───── DATA FOR PROCESSING ─────
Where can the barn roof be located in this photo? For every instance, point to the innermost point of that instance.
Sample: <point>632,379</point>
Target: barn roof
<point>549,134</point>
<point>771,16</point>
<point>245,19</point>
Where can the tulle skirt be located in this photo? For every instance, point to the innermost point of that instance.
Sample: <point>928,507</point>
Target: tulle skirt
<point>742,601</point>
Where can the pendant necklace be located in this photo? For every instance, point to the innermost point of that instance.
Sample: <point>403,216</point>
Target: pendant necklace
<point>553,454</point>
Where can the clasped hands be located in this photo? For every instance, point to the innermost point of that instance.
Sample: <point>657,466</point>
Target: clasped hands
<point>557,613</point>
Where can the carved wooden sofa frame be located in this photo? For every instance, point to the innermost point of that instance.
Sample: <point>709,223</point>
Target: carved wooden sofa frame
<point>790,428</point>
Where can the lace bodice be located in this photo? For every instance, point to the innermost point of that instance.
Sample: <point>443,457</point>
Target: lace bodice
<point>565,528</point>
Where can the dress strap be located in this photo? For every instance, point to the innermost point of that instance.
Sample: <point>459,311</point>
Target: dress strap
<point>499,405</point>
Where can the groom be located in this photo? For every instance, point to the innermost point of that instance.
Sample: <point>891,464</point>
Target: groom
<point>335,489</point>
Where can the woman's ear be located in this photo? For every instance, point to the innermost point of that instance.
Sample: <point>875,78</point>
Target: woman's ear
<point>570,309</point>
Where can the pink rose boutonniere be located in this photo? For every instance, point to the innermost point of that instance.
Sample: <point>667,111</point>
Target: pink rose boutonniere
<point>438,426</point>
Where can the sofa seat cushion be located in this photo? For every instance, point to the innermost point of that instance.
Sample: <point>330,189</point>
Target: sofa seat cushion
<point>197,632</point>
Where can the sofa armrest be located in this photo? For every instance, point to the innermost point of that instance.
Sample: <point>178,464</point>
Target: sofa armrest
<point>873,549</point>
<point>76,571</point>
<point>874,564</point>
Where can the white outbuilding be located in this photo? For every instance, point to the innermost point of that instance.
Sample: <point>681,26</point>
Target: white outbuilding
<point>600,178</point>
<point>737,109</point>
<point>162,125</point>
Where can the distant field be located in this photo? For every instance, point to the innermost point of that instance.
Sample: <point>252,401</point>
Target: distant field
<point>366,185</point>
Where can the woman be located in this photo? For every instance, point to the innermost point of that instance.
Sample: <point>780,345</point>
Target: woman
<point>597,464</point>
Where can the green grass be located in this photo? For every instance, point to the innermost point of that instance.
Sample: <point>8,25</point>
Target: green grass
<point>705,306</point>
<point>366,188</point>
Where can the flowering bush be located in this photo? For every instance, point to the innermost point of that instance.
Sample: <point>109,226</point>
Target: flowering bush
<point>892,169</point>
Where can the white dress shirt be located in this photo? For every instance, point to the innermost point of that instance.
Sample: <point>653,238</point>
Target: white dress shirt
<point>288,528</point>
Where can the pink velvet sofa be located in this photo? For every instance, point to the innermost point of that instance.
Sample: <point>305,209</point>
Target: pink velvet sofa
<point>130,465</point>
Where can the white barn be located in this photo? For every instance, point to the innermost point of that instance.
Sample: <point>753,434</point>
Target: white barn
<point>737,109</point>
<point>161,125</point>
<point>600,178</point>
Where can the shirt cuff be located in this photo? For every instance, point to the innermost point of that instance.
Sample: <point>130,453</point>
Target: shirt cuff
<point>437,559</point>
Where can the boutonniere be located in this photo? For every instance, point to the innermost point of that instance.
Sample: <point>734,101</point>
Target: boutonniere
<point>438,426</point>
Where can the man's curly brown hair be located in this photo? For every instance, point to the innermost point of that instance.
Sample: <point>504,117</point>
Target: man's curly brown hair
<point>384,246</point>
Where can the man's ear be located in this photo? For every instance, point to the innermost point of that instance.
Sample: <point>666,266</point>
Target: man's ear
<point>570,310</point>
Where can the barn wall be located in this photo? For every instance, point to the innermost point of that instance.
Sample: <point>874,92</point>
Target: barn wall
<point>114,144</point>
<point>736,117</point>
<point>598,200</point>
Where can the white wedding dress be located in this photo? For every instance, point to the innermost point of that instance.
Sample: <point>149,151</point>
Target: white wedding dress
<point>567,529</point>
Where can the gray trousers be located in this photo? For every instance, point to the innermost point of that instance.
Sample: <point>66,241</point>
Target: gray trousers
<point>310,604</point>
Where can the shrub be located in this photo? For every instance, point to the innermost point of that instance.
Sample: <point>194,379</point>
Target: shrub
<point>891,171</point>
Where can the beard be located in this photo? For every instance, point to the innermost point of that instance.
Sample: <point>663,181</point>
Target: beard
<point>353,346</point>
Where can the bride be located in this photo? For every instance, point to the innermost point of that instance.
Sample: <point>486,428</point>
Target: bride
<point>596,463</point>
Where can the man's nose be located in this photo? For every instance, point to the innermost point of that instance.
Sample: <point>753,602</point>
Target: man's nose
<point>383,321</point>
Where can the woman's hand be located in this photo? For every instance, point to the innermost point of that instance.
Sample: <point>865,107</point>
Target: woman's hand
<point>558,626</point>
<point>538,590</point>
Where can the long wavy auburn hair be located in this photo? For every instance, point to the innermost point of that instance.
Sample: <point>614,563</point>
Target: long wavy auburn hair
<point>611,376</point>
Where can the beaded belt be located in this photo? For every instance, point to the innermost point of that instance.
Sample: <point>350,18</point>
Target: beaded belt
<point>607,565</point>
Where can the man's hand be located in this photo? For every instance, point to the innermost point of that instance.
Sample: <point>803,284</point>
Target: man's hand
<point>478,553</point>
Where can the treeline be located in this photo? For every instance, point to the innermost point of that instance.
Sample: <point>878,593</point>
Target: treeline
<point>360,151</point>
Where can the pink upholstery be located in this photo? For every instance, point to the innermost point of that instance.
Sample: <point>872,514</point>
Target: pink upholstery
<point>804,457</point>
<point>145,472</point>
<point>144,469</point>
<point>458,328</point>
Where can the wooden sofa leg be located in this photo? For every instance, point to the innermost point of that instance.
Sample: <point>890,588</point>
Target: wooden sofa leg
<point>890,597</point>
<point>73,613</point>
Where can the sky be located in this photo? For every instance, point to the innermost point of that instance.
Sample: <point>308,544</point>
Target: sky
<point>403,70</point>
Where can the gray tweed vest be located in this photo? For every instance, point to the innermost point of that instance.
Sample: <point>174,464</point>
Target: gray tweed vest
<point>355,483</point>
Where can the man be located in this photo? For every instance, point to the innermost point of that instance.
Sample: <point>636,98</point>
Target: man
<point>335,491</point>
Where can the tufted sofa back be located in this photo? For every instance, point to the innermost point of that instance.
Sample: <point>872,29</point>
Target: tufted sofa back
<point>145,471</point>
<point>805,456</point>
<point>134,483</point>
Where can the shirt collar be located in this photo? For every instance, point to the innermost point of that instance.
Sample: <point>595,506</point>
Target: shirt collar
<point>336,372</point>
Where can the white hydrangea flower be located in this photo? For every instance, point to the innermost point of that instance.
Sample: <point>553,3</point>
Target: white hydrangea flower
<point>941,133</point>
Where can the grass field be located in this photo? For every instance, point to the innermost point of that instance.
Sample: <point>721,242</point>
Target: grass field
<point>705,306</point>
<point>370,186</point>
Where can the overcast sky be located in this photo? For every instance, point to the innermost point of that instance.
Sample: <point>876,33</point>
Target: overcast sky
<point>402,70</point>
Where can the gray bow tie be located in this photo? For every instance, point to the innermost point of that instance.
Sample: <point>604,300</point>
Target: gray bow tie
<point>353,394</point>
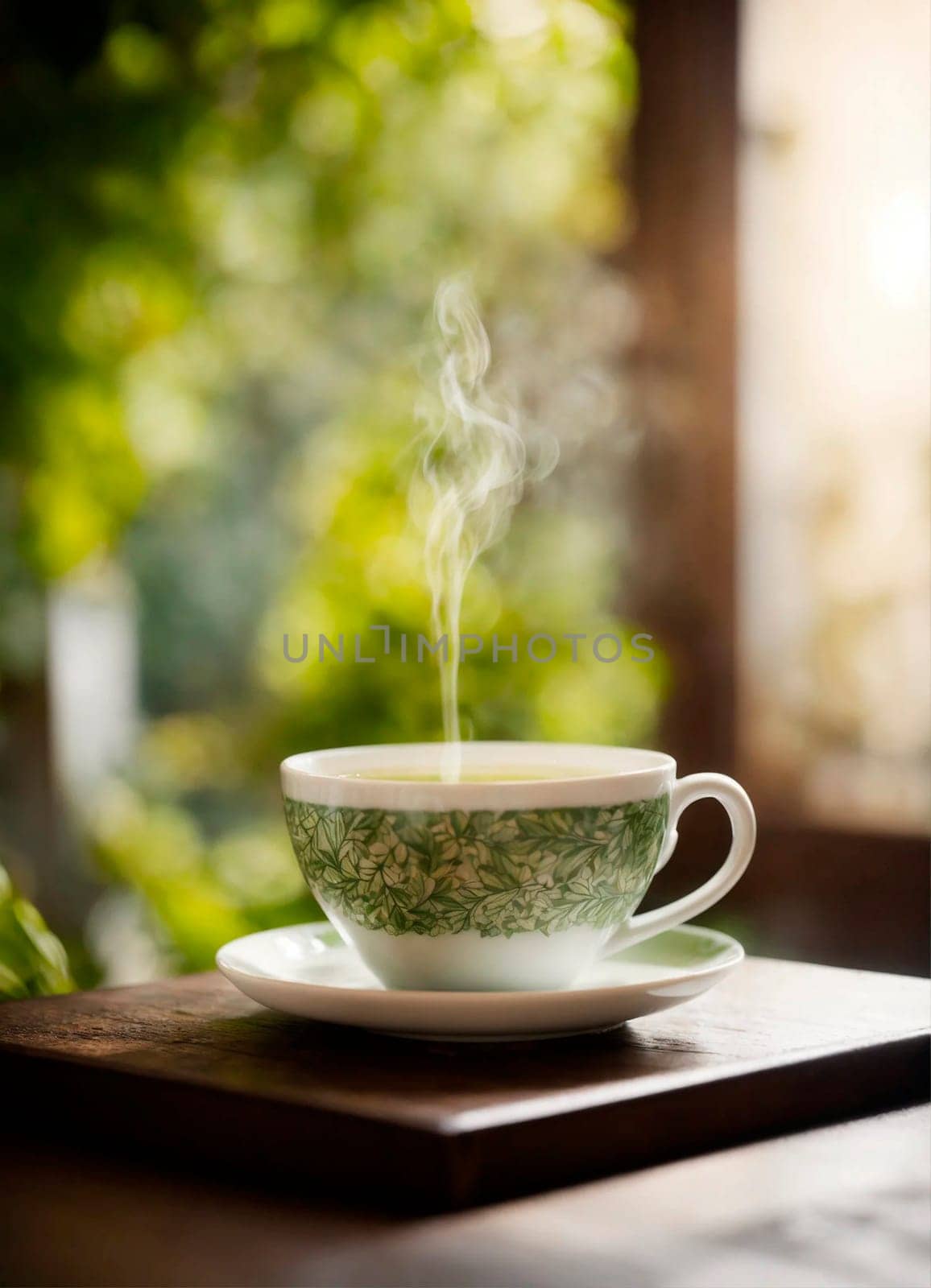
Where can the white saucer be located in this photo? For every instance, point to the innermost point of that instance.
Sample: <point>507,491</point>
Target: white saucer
<point>308,972</point>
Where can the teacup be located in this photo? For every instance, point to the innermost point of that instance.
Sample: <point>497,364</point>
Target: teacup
<point>519,882</point>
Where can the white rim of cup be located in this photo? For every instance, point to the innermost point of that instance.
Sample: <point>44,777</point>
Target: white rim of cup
<point>619,774</point>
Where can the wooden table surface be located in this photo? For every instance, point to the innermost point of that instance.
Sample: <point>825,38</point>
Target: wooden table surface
<point>837,1208</point>
<point>93,1082</point>
<point>190,1068</point>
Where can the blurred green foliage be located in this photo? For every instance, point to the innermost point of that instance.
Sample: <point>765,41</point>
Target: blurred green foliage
<point>32,961</point>
<point>223,225</point>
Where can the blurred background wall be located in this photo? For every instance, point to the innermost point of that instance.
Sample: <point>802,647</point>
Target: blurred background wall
<point>699,236</point>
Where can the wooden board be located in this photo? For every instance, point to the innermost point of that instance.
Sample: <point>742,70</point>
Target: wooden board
<point>192,1071</point>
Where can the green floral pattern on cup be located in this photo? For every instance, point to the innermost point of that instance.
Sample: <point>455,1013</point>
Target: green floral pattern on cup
<point>437,873</point>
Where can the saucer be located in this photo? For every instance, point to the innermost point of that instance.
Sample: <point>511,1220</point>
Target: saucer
<point>308,972</point>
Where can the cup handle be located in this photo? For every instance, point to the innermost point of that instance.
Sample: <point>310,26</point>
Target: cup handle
<point>744,834</point>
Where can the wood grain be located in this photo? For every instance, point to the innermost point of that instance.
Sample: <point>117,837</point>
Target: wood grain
<point>191,1069</point>
<point>71,1217</point>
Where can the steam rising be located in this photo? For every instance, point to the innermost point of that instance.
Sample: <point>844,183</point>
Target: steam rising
<point>476,461</point>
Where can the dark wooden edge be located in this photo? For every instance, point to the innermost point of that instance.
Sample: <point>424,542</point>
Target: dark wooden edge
<point>714,1114</point>
<point>409,1167</point>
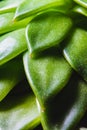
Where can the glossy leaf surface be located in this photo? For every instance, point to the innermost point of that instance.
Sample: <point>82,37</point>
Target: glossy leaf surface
<point>9,5</point>
<point>12,44</point>
<point>47,30</point>
<point>82,2</point>
<point>10,74</point>
<point>29,7</point>
<point>47,75</point>
<point>67,108</point>
<point>81,10</point>
<point>76,51</point>
<point>19,112</point>
<point>7,24</point>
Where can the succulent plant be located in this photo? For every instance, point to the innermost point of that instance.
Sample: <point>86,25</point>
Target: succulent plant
<point>43,64</point>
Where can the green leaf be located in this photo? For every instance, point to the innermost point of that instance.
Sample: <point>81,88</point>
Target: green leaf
<point>10,74</point>
<point>29,7</point>
<point>47,30</point>
<point>7,24</point>
<point>82,2</point>
<point>81,10</point>
<point>76,51</point>
<point>67,108</point>
<point>12,44</point>
<point>19,112</point>
<point>47,75</point>
<point>9,5</point>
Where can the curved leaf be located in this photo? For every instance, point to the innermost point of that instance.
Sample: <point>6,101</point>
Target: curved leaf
<point>47,30</point>
<point>29,7</point>
<point>9,5</point>
<point>7,24</point>
<point>47,75</point>
<point>67,108</point>
<point>12,44</point>
<point>82,2</point>
<point>10,74</point>
<point>76,51</point>
<point>81,10</point>
<point>19,112</point>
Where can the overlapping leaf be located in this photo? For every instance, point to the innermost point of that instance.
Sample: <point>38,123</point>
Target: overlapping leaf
<point>76,51</point>
<point>10,74</point>
<point>9,5</point>
<point>29,7</point>
<point>47,30</point>
<point>19,112</point>
<point>12,44</point>
<point>47,74</point>
<point>67,108</point>
<point>7,24</point>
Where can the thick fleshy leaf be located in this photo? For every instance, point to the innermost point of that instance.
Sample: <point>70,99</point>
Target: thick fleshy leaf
<point>9,5</point>
<point>7,24</point>
<point>47,75</point>
<point>67,108</point>
<point>12,44</point>
<point>19,112</point>
<point>82,2</point>
<point>47,30</point>
<point>81,10</point>
<point>76,51</point>
<point>29,7</point>
<point>10,74</point>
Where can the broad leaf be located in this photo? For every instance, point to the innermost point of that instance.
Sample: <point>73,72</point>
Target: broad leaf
<point>10,74</point>
<point>47,75</point>
<point>19,112</point>
<point>9,5</point>
<point>76,51</point>
<point>12,44</point>
<point>29,7</point>
<point>47,30</point>
<point>66,109</point>
<point>7,24</point>
<point>82,2</point>
<point>81,10</point>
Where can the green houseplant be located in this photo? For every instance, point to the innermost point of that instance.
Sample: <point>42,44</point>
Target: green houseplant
<point>43,64</point>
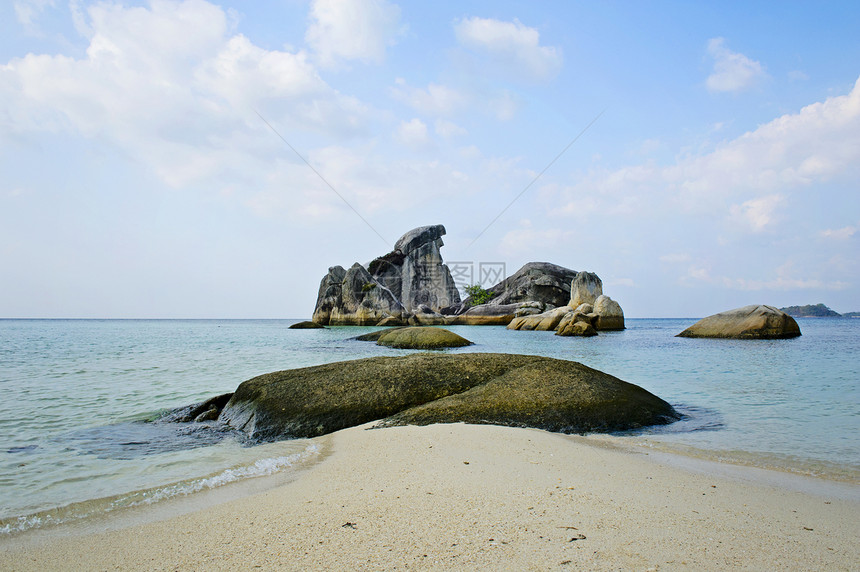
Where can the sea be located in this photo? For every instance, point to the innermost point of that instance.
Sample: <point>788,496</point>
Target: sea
<point>78,399</point>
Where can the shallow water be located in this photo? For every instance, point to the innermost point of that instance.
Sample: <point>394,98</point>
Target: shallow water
<point>72,441</point>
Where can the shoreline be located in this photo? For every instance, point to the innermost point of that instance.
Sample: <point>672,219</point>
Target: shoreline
<point>481,496</point>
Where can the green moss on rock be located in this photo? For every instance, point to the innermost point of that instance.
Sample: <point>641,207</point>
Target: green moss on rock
<point>421,338</point>
<point>502,389</point>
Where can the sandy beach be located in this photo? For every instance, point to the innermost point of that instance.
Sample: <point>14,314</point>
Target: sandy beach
<point>490,498</point>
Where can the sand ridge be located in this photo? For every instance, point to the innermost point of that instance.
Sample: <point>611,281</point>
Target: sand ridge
<point>481,497</point>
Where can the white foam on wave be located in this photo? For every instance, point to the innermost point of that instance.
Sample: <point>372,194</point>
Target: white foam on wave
<point>78,511</point>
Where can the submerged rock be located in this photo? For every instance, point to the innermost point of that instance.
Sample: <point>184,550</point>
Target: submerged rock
<point>421,338</point>
<point>502,389</point>
<point>755,322</point>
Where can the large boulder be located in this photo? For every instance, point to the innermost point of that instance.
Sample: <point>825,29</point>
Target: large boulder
<point>538,282</point>
<point>393,287</point>
<point>502,389</point>
<point>330,294</point>
<point>364,302</point>
<point>306,325</point>
<point>421,338</point>
<point>414,271</point>
<point>543,322</point>
<point>610,316</point>
<point>486,315</point>
<point>755,322</point>
<point>585,289</point>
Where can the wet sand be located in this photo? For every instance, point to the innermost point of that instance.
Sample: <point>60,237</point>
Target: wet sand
<point>489,498</point>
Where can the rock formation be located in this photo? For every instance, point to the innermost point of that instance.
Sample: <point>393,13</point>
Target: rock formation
<point>412,286</point>
<point>421,338</point>
<point>411,280</point>
<point>500,389</point>
<point>588,306</point>
<point>755,322</point>
<point>306,325</point>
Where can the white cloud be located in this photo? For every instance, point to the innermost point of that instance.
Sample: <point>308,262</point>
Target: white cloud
<point>448,129</point>
<point>528,241</point>
<point>741,178</point>
<point>28,10</point>
<point>352,29</point>
<point>782,283</point>
<point>841,233</point>
<point>512,45</point>
<point>504,107</point>
<point>732,71</point>
<point>435,99</point>
<point>413,134</point>
<point>757,213</point>
<point>184,105</point>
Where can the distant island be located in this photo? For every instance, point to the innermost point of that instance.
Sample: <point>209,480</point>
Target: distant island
<point>816,311</point>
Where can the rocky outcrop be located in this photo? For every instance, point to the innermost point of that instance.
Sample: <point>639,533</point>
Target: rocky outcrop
<point>306,325</point>
<point>609,314</point>
<point>588,306</point>
<point>542,283</point>
<point>501,389</point>
<point>539,296</point>
<point>407,281</point>
<point>755,322</point>
<point>585,289</point>
<point>363,301</point>
<point>421,338</point>
<point>412,286</point>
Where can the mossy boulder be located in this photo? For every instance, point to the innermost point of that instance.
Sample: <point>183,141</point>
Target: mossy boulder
<point>501,389</point>
<point>421,338</point>
<point>306,325</point>
<point>755,322</point>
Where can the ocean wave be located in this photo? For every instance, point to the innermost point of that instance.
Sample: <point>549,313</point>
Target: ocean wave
<point>81,510</point>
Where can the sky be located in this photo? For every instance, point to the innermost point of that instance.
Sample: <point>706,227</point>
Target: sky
<point>206,159</point>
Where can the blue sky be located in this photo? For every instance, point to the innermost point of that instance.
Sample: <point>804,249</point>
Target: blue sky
<point>137,178</point>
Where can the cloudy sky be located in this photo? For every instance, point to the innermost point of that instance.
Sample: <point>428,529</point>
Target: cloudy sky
<point>147,163</point>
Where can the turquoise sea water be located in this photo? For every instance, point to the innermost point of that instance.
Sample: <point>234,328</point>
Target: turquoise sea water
<point>74,393</point>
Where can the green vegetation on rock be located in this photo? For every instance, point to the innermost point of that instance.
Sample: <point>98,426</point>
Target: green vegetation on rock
<point>478,294</point>
<point>421,338</point>
<point>811,311</point>
<point>424,388</point>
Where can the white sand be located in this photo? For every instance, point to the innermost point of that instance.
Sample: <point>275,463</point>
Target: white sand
<point>482,497</point>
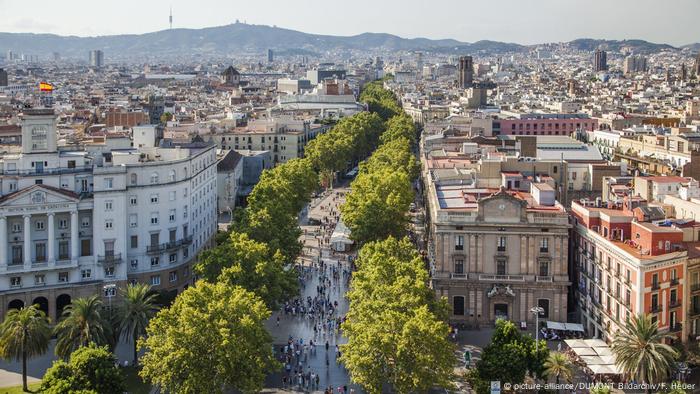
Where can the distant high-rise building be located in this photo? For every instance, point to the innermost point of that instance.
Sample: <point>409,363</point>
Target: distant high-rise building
<point>419,63</point>
<point>634,64</point>
<point>600,61</point>
<point>466,71</point>
<point>96,58</point>
<point>684,72</point>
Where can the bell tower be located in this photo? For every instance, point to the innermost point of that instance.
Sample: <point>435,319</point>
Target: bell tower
<point>38,130</point>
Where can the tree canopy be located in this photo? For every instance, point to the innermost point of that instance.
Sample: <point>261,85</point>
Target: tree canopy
<point>210,340</point>
<point>91,369</point>
<point>241,261</point>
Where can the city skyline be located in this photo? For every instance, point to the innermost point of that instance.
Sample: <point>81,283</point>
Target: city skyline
<point>515,22</point>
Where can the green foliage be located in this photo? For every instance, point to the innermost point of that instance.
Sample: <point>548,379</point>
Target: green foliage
<point>83,322</point>
<point>558,366</point>
<point>138,308</point>
<point>25,333</point>
<point>241,261</point>
<point>212,339</point>
<point>91,369</point>
<point>640,352</point>
<point>377,204</point>
<point>394,334</point>
<point>396,155</point>
<point>400,126</point>
<point>284,189</point>
<point>510,355</point>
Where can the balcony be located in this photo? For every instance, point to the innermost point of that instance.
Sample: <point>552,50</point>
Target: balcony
<point>502,278</point>
<point>110,258</point>
<point>155,249</point>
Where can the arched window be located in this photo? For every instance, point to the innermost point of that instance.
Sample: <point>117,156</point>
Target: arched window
<point>458,305</point>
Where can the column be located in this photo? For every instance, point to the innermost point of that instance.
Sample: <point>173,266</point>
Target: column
<point>74,235</point>
<point>51,244</point>
<point>27,241</point>
<point>3,241</point>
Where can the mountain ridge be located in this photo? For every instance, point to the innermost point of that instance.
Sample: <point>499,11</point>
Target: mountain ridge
<point>250,39</point>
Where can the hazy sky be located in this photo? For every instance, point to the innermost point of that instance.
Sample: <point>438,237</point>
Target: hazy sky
<point>524,21</point>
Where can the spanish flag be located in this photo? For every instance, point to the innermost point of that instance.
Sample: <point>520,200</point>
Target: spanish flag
<point>45,87</point>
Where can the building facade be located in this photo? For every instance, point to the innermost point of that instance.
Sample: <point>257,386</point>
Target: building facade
<point>73,221</point>
<point>497,253</point>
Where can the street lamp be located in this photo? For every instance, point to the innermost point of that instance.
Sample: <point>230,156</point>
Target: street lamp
<point>109,293</point>
<point>536,310</point>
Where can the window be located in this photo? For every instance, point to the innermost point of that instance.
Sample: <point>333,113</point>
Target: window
<point>459,266</point>
<point>544,304</point>
<point>110,291</point>
<point>459,242</point>
<point>501,267</point>
<point>63,250</point>
<point>63,277</point>
<point>501,244</point>
<point>458,305</point>
<point>40,251</point>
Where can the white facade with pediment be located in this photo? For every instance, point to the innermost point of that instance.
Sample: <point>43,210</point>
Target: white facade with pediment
<point>72,221</point>
<point>494,255</point>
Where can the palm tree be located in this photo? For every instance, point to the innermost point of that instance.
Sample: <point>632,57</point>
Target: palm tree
<point>82,322</point>
<point>640,352</point>
<point>139,307</point>
<point>558,365</point>
<point>25,333</point>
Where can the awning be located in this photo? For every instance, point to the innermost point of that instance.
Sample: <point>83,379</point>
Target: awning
<point>574,327</point>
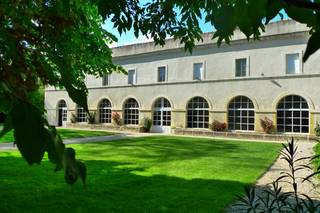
─────
TO DO: Reproduce the lines verbatim, starting with the line that contains "Where can the blurred background" and going on through the line that contains "<point>744,834</point>", with both of those lines included.

COMPLETE ANSWER:
Where can the blurred background wall be located in this photo? For every instance, point to the innermost point of that instance.
Sample: <point>802,647</point>
Target: blurred background wall
<point>699,236</point>
Where can the wooden board be located in this photo? For every instance, point to the innermost point of that instance.
Sample: <point>742,70</point>
Target: wooden board
<point>192,1071</point>
Where can the green floral pattern on cup be located in this photo? For every instance, point to the innermost point of that instance.
Sample: <point>455,1013</point>
Target: green floral pattern on cup
<point>437,873</point>
Where can the saucer be located in this photo? For every instance, point to the innermost point of that instance.
Sample: <point>511,1220</point>
Target: saucer
<point>308,972</point>
Where can the cup handle be located in this photo? For every instance, point to the innermost point of that instance.
Sample: <point>310,26</point>
Target: cup handle
<point>744,834</point>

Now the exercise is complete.